** Start of Extract provided **

One thing is certain: as China becomes ever more enmeshed in the international system, its foreign policy is changing in small ways and is under more scrutiny than ever. As the 2008 Beijing Olympic Games approach, which Chinese officials consider a unique opportunity to show off a modern China to the world, the leadership may be more willing to factor human rights considerations into its decisions. Successfully encouraging it to be more open to human rights promotion, however, will require understanding several key dimensions of Chinese foreign policy and what they mean for human rights globally.

Human rights activists expect all governments to uphold internationally recognized human rights obligations, regardless of borders. But China’s approach is one of non-interference, respect for sovereignty, unconditional development aid, refusal to base international relations on regime type or commitments to reform, and resistance to international scrutiny of domestic affairs. This leads to some key questions: how does the Chinese government’s approach harm international human rights promotion? In particular, will China’s policies of non-interference and unconditional aid obstruct crucial traditional human rights instruments and institutions, such as UN Security Council-imposed pressure and sanctions? Is there a particular logic to Chinese foreign policy? Has recent international pressure prompted the Chinese government to respond more constructively in the face of human rights crises, such as in Darfur and Burma? And, ultimately, can a government that assiduously represses rights at home be expected to work for their defense elsewhere?


How Chinese Foreign Policy Undermines International Human Rights Protection

Few bother to note that it is a tenet of Chinese foreign policy to have relations with and provide aid (a considerable amount of it for a developing country) to rights-respecting governments on the same basis as it provides aid to abusive ones. This is a reflection of China’s core policy of “non-interference” in the internal affairs of other states. As a growing power, China’s close relations with abusive governments come in for great criticism, as they should, but there is little evidence in recent years that the Chinese government actively encourages human rights abuse by others. China’s willingness to provide aid and political support regardless of a recipient’s human rights record may, depending on the situation, deserve criticism, but no more so than other countries that do the same thing.

** End of Extract provided **
** Start of Items **

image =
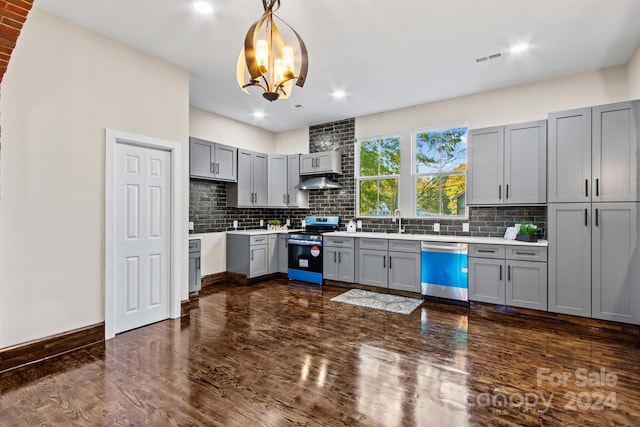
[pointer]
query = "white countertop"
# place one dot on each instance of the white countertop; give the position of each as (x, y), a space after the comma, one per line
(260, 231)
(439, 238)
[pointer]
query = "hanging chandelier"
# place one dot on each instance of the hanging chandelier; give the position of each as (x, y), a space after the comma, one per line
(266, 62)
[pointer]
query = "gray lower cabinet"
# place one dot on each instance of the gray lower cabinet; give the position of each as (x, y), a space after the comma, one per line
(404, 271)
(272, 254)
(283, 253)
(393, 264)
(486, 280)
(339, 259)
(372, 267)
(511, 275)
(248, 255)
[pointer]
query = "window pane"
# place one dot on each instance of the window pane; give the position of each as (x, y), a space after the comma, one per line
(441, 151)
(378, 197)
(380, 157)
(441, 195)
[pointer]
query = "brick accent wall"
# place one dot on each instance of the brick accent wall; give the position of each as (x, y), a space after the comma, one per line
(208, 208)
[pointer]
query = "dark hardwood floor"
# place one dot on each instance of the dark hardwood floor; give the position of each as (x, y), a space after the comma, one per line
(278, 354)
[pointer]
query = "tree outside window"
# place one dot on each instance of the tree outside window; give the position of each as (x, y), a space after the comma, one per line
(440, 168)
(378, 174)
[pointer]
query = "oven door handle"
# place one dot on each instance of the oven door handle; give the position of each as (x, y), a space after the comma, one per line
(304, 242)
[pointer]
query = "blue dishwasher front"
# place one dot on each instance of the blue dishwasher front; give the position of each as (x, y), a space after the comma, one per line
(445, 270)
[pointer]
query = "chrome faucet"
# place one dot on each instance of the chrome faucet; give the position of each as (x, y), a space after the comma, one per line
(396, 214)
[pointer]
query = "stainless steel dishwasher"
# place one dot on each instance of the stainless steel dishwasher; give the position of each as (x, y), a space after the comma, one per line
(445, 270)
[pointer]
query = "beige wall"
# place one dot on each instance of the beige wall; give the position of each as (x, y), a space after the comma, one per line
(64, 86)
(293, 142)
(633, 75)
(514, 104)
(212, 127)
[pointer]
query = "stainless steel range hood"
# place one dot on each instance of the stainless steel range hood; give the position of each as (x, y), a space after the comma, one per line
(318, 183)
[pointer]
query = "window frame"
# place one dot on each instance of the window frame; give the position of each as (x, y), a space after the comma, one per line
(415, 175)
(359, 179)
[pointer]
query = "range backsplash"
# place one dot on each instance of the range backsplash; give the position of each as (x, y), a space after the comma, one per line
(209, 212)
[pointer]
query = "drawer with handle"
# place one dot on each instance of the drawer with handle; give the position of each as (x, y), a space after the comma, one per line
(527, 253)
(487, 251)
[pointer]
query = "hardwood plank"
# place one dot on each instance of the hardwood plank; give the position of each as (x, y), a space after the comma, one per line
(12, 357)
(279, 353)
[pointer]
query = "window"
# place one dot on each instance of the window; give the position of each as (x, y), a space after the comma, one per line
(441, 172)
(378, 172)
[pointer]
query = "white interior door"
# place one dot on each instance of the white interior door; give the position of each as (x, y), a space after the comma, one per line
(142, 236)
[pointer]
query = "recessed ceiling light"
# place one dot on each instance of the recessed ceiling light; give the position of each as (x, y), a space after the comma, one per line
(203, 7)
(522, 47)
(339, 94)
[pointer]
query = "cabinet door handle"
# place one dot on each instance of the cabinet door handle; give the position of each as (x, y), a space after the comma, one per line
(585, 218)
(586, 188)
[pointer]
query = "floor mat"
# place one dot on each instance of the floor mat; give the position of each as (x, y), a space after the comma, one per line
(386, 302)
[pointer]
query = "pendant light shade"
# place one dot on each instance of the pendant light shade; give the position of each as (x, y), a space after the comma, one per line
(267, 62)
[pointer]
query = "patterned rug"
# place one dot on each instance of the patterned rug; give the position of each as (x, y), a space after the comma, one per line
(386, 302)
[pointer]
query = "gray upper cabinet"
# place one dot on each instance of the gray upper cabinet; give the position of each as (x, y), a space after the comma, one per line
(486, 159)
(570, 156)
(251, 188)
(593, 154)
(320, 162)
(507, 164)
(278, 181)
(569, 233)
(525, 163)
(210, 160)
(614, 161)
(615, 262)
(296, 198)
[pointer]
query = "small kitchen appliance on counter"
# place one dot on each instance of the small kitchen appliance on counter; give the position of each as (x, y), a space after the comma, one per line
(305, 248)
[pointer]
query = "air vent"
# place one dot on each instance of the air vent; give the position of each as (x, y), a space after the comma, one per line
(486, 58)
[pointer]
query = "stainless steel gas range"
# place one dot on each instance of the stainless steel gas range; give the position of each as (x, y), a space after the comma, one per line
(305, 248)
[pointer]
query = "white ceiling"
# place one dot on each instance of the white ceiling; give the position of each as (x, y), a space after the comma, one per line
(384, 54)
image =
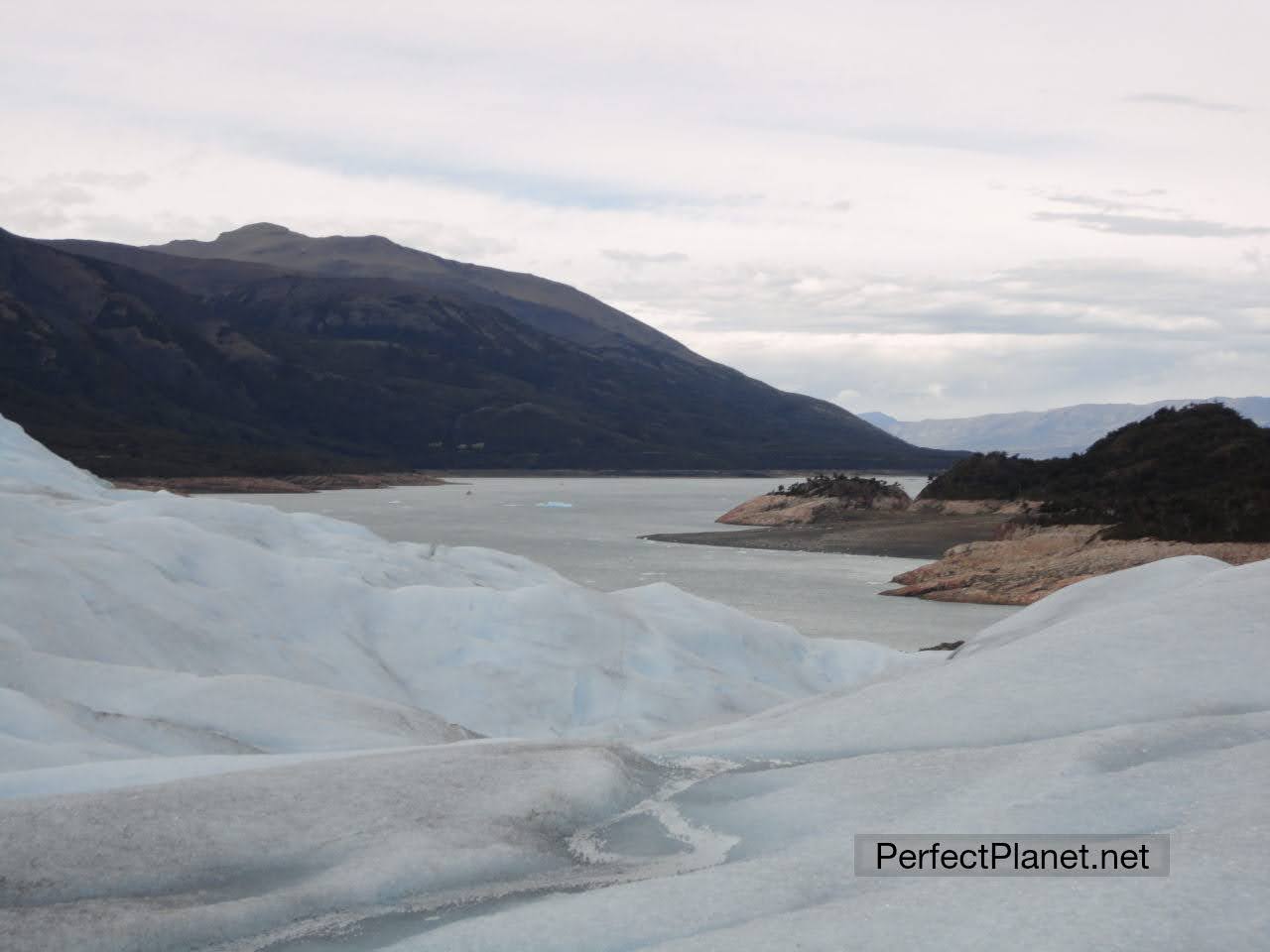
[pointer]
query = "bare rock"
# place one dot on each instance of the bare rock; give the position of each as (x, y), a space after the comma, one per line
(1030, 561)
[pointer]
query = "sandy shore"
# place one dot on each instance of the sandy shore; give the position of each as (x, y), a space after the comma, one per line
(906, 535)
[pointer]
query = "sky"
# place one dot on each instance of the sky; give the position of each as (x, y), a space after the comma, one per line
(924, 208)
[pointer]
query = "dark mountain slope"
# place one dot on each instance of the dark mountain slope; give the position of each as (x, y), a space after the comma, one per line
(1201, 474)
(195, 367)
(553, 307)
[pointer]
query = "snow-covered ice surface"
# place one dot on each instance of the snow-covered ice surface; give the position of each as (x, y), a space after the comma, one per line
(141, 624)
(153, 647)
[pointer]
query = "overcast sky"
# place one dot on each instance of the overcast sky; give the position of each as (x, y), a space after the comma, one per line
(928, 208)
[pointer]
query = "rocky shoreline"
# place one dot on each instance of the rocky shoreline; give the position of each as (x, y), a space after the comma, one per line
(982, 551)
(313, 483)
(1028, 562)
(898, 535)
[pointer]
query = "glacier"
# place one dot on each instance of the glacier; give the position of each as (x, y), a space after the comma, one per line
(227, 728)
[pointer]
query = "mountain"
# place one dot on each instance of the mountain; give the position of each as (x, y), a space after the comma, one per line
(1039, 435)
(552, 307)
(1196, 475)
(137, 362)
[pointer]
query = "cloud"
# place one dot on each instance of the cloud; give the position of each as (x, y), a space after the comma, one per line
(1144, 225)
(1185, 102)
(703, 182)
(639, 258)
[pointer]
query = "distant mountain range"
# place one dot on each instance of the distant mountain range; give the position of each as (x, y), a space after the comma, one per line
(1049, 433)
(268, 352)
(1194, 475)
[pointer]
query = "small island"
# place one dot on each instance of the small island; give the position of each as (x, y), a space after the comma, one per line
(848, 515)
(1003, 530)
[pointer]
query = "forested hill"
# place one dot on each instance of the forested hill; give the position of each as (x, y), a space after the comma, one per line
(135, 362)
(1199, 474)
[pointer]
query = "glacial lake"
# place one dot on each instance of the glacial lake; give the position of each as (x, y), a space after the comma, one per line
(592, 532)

** End of Items **
** Start of Items **

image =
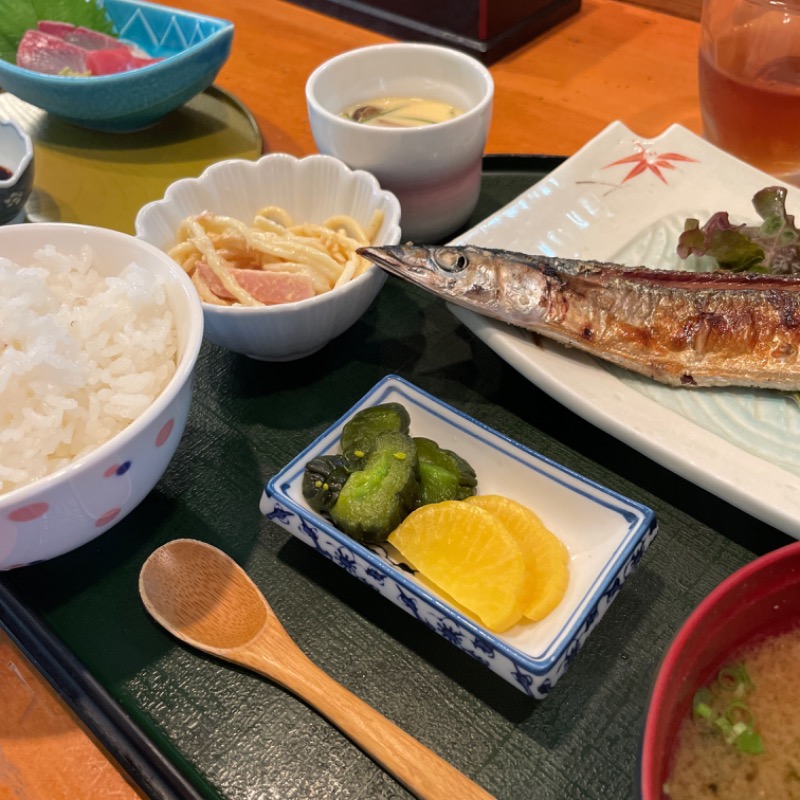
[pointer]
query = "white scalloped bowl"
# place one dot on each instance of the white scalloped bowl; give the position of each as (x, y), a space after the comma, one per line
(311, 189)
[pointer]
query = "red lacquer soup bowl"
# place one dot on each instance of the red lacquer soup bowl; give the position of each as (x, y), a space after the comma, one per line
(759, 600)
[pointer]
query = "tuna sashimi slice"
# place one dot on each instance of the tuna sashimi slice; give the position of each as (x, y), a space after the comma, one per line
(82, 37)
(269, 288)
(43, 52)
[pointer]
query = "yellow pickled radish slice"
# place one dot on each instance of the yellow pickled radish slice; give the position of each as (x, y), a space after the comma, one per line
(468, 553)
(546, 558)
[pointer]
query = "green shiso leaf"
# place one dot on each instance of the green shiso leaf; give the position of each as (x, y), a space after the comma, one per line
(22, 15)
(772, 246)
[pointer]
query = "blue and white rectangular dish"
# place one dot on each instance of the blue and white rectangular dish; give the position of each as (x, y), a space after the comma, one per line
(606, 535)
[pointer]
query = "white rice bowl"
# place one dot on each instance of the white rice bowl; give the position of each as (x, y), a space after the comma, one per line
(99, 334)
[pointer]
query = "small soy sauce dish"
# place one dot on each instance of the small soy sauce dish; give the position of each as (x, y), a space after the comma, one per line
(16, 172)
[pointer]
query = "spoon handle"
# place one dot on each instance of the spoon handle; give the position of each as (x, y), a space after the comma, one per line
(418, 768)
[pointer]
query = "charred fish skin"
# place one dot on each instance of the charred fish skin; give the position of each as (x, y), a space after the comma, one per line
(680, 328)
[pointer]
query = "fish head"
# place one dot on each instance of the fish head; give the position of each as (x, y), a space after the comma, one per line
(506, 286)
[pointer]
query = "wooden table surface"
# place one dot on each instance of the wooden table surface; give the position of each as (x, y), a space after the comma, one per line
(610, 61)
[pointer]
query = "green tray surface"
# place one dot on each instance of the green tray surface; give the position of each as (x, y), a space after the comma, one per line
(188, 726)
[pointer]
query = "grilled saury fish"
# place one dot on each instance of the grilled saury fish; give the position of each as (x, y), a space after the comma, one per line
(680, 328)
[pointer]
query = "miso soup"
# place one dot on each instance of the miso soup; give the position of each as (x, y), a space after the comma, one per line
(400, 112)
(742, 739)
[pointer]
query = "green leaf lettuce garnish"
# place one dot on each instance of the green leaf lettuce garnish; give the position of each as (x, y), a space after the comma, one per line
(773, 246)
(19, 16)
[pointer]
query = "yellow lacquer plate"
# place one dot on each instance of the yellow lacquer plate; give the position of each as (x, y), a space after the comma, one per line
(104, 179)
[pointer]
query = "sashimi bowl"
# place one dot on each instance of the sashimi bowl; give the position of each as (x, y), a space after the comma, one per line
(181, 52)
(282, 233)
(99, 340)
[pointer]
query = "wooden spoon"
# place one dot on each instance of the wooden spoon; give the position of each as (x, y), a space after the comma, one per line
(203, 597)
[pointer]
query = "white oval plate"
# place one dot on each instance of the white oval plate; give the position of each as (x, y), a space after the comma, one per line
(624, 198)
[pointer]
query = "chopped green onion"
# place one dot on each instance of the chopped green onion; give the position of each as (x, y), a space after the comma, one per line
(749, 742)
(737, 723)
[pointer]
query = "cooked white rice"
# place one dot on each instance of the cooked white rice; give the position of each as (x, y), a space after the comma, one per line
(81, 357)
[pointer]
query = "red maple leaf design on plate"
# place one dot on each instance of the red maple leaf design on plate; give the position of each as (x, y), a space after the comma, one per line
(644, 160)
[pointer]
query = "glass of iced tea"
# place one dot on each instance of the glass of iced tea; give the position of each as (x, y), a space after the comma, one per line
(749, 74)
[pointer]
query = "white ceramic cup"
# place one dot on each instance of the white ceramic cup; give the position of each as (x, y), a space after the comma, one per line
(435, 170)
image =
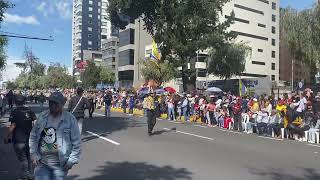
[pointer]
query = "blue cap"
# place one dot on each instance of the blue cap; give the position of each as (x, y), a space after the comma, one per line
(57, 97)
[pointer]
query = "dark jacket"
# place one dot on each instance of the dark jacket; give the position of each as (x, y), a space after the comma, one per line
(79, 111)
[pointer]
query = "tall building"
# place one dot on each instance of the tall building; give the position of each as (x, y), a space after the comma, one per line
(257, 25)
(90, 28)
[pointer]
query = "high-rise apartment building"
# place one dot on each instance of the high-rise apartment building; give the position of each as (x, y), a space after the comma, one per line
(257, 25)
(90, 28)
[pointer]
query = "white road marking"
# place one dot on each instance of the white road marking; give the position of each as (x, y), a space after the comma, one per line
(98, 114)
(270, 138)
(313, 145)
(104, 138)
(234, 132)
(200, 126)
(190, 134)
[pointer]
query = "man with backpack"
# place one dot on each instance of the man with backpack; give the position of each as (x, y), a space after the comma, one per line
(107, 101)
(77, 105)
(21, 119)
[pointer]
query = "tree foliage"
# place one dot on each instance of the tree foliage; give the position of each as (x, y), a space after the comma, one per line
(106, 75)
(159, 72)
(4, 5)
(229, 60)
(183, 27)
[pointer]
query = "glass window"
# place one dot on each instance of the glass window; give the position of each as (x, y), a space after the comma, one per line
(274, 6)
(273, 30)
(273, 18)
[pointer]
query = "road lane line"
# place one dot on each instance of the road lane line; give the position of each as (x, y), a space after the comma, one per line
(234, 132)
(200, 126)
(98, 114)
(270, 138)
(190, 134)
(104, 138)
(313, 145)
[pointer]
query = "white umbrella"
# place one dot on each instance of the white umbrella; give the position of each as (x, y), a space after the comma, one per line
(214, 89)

** End of Items **

• **What to work on**
1. Copy the passage on Chinese foreign policy word for word from "How Chinese Foreign" to "the same thing.".
2. For each statement below, say whether it agrees with the passage on Chinese foreign policy, answering yes or no and quoting the words of the passage that decide it.
(a) Chinese officials see the 2008 Beijing Olympic Games as a chance to show a modern China to the world.
(b) China gives aid only to governments that respect rights.
(c) The passage says there is strong recent evidence that the Chinese government actively encourages human rights abuse by others.
3. Continue the passage on Chinese foreign policy, starting after its last sentence.

• **Answers for this exercise**
1.
How Chinese Foreign Policy Undermines International Human Rights Protection

Few bother to note that it is a tenet of Chinese foreign policy to have relations with and provide aid (a considerable amount of it for a developing country) to rights-respecting governments on the same basis as it provides aid to abusive ones. This is a reflection of China’s core policy of “non-interference” in the internal affairs of other states. As a growing power, China’s close relations with abusive governments come in for great criticism, as they should, but there is little evidence in recent years that the Chinese government actively encourages human rights abuse by others. China’s willingness to provide aid and political support regardless of a recipient’s human rights record may, depending on the situation, deserve criticism, but no more so than other countries that do the same thing.

2.
(a) Yes: "which Chinese officials consider a unique opportunity to show off a modern China to the world"
(b) No: "provide aid (a considerable amount of it for a developing country) to rights-respecting governments on the same basis as it provides aid to abusive ones"
(c) No: "there is little evidence in recent years that the Chinese government actively encourages human rights abuse by others"

3.
Yet there are many ways in which the model and practice of Chinese foreign policy crucially undermines international efforts to defend human rights. First, the Chinese Communist Party’s (CCP) model of development—rapid economic growth without a commensurate increase in civil or political rights, alongside general resistance to international pressure—is hardly a positive example. Economic development in China has brought a greater degree of social freedoms, and of course reduced the number of people in poverty, but the fact remains that it is a government highly repressive of its critics, often on the grounds that their criticism jeopardizes state stability and growth. In addition, that rapid growth has been enabled by gross violations of labor rights, rampant expropriation of land and other public resources by officials, environmental devastation, and suppression of public discontent about these developments. In this sense, the Chinese “model” is, needless to say, not one rights activists wish to see replicated.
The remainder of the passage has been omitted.